<<<<

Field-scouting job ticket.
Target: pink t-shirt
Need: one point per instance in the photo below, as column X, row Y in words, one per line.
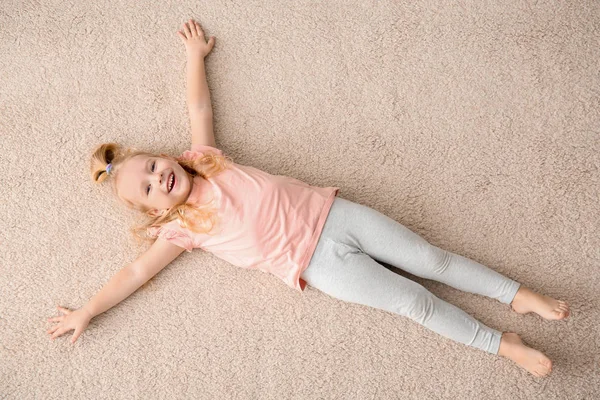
column 267, row 222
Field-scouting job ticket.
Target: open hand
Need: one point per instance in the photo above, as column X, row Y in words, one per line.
column 78, row 320
column 193, row 39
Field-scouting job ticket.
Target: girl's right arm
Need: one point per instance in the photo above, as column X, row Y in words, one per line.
column 120, row 286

>>>>

* **THE EXERCISE**
Format everything from the start of the rows down to the line containing "column 193, row 39" as a two-column CSV with the headers request and points. Give one CSV line per row, putting its text and its answer each in a single quoted field with line breaks changed to spaces, and leave the pictures out.

* **SOLUTION TO THE PROBLEM**
request,points
"Field-scouting job ticket. Target: pink t-shirt Need: one point per instance in the photo below, as column X, row Y in words, one per line.","column 267, row 222"
"Field-scouting job ticket. Target: open hand Need: one point per instance in the photo above, as column X, row Y in words, one per line.","column 78, row 320 column 193, row 39"